Swap every "leaf" in the material below for "leaflet" and write the lines out again with nothing else changed.

— Begin Data to use —

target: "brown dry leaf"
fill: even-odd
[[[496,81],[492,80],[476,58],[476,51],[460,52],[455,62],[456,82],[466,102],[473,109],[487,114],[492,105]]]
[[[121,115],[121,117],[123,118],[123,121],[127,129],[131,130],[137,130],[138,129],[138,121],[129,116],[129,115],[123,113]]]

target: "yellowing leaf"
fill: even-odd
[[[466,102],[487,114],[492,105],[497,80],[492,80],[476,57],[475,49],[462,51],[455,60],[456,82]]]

— End Data to use —

■ **Problem solution**
target: "brown dry leaflet"
fill: even-odd
[[[496,81],[492,80],[476,58],[476,51],[460,52],[455,62],[456,82],[466,102],[473,109],[487,114],[492,105]]]
[[[121,115],[121,117],[123,118],[123,121],[127,129],[131,130],[137,130],[138,129],[138,121],[129,116],[129,115],[123,113]]]

target: "yellowing leaflet"
fill: even-odd
[[[466,102],[487,114],[492,105],[497,80],[492,80],[476,57],[475,49],[462,51],[455,60],[456,82]]]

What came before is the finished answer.